Passage:
/---

Specialist euthanasia clinic is unable to cope with demand

The number of requests for euthanasia made to a special clinic for people whose doctors won’t help is rising so quickly that the organisation is looking for some 50 new members of staff.

In 2016 the clinic received some 1,800 requests, of which around 500 led to euthanasia being carried out. This year, the clinic expects 2,500 requests, of which 750 will lead to euthanasia, the clinic’s director Steven Pleiter told the Volkskrant.

Pleiter said the 59 doctors now working for the foundation are unable to cope with the additional volume of requests and the clinic will need more than a hundred doctors next year.

The clinic also needs more psychiatrists because some 25% of requests are made by patients with psychological complaints.




The Dutch voluntary euthanasia society established the clinic in 2012. Pleiter said the rise in the number of requests for euthanasia is due to the fact that more people want to choose how they die,. ‘The taboo is disappearing. Many people feel the need to take to control themselves,’ he said.

\---

Carry on the article about the euthanasia clinic, starting right after its last sentence. None of the entries are needed for this.

Given data:
/---

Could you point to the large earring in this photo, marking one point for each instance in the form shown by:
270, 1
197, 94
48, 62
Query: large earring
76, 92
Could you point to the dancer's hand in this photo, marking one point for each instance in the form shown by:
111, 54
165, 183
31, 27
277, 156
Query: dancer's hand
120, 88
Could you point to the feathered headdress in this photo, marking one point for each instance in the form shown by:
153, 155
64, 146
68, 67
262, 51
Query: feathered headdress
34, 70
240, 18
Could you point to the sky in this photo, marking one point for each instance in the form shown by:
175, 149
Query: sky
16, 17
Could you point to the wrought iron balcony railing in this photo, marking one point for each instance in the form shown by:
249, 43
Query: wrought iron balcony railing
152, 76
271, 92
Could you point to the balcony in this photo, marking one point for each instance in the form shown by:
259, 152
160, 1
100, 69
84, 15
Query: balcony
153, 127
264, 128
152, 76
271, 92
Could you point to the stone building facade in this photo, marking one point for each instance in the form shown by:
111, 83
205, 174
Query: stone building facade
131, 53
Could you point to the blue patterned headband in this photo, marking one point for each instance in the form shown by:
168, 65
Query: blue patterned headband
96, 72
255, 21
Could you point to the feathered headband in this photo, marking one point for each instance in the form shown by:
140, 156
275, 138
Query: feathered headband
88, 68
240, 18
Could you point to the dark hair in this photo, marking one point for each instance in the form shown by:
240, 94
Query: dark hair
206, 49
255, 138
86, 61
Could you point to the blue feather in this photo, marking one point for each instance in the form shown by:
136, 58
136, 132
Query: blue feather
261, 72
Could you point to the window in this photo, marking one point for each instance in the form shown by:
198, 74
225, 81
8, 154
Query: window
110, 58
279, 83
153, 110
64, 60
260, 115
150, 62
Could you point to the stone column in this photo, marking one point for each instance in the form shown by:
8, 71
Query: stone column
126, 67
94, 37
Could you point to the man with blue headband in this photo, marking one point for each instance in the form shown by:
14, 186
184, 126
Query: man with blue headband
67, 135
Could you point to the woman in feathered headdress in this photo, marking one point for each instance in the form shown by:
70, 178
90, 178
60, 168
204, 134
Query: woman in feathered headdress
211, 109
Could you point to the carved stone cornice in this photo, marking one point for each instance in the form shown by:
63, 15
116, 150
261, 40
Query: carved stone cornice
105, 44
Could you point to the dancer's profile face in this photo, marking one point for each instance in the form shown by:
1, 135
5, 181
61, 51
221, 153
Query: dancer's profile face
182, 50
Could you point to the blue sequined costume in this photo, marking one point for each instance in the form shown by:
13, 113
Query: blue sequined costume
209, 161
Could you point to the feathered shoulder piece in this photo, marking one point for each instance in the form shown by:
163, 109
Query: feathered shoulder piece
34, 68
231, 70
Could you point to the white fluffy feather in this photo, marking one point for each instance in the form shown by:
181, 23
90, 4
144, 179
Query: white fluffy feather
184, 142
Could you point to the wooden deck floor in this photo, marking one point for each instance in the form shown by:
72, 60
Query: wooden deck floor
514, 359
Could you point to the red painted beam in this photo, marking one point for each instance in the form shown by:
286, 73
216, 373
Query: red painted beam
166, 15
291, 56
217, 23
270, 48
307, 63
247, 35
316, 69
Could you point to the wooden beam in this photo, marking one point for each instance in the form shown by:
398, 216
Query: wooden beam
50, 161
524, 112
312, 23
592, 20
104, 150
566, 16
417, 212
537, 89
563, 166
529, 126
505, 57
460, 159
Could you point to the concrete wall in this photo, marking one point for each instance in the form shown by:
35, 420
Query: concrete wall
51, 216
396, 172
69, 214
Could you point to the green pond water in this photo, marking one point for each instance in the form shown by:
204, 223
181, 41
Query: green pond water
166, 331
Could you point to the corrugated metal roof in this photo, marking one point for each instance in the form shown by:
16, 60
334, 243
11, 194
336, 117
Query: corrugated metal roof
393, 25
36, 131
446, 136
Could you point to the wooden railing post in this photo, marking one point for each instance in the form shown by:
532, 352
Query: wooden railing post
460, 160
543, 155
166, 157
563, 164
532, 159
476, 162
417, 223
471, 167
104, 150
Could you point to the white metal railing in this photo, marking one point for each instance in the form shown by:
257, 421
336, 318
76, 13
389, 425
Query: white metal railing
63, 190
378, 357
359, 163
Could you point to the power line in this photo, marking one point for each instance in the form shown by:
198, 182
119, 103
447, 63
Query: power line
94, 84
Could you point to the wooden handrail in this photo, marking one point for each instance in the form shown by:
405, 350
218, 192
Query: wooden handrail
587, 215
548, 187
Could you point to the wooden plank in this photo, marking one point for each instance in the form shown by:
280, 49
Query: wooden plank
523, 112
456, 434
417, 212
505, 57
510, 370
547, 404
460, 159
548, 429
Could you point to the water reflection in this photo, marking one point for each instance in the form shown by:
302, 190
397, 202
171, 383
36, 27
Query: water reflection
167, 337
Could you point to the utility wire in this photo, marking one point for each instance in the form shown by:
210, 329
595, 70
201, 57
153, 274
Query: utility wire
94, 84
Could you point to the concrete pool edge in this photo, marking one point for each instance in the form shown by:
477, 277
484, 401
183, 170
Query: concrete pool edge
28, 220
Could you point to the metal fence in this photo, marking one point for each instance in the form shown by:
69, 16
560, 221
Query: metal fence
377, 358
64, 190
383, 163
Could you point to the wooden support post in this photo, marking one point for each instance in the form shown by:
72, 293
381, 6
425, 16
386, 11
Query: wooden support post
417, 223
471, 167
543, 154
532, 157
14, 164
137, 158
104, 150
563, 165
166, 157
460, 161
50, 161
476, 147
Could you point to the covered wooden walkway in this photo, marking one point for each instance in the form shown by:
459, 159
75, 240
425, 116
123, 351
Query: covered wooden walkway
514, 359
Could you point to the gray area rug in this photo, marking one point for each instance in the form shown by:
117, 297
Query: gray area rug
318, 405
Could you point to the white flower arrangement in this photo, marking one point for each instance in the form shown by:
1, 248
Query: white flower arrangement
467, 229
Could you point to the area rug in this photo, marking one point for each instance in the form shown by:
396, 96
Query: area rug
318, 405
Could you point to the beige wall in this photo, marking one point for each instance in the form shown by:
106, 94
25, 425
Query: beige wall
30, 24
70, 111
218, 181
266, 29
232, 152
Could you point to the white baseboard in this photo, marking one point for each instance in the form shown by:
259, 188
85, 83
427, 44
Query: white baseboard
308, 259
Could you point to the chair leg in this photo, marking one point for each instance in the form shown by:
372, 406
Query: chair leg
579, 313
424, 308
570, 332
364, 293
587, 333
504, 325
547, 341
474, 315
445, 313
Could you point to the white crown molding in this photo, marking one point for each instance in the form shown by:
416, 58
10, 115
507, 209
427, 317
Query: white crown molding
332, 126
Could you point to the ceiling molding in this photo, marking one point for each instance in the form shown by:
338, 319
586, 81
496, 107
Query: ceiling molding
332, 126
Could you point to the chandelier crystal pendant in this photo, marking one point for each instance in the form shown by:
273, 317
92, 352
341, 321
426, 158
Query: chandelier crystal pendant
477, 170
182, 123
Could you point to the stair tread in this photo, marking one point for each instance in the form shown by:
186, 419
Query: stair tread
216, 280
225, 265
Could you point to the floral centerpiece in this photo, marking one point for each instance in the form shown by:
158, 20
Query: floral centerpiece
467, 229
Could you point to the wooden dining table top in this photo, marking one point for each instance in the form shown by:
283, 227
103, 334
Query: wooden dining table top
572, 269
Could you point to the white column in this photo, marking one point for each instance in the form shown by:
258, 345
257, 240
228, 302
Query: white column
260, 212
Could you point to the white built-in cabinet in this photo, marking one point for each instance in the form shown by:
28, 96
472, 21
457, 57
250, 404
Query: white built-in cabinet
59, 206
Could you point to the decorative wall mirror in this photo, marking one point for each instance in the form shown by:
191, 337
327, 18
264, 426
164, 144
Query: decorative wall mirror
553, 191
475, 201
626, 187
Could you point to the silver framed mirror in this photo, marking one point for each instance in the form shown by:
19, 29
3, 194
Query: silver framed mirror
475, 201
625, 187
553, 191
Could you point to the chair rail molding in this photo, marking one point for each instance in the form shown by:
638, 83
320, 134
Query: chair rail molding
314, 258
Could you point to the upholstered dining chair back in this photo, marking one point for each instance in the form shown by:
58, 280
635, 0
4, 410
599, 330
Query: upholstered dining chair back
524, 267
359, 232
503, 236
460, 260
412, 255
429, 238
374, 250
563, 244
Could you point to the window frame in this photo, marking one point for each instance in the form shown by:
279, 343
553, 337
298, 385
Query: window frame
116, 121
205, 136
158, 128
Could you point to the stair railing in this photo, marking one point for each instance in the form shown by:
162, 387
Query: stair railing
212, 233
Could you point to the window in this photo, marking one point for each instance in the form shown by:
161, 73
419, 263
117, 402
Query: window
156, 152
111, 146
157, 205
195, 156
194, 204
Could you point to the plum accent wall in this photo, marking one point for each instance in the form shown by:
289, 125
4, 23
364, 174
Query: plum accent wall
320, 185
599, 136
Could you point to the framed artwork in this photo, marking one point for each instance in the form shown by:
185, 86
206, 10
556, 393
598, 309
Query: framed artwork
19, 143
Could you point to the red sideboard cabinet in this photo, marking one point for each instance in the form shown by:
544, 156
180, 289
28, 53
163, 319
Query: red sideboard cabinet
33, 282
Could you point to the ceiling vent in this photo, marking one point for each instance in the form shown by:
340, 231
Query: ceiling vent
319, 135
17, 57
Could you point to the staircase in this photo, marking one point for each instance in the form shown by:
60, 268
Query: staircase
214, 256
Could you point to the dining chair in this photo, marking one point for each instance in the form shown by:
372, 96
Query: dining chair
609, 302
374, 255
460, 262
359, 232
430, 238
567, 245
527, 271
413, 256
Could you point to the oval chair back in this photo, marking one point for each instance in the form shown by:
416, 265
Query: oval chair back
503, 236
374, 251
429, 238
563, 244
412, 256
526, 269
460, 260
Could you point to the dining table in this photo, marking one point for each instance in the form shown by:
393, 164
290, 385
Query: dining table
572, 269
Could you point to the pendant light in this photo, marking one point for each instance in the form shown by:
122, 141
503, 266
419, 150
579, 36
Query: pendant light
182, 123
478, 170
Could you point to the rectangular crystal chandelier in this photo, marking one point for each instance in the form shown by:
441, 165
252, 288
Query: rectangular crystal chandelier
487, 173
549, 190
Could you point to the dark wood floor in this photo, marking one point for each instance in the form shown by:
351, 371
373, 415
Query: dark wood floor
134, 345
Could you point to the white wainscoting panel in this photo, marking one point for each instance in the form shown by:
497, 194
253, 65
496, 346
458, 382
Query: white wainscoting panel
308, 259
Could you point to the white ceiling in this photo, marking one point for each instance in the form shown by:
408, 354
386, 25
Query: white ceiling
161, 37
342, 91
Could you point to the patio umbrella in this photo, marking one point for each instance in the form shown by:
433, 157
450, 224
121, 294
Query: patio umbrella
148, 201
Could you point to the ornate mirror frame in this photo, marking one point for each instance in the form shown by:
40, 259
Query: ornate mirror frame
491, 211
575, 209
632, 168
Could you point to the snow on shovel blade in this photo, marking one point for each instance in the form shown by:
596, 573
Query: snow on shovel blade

\---

Exercise answer:
VU university researcher Bregje Onwuteaka-Philipsen, who specialises in end-of-life care, told the Volkskrant requests for euthanasia have risen from around 13,000 in 2011 to 18,000 last year. One reason may be that the current generation approaching old age is less religious, she said.

Official cases

According to the Dutch law patients must be experiencing unbearable suffering without perspective of improvement in order to be eligible for euthanasia. The number of official cases rose 10% last year to 6091 and euthanasia now accounts for 4% of total deaths, according to government figures.

In 10 cases, the rules for euthanasia were not followed correctly, most of which involved a failure to properly consult a second doctor, the RTE annual report said.

Of the total, 87% of assisted deaths involved people with cancer, serious heart or lung problems or diseases of the nervous system such as ALS.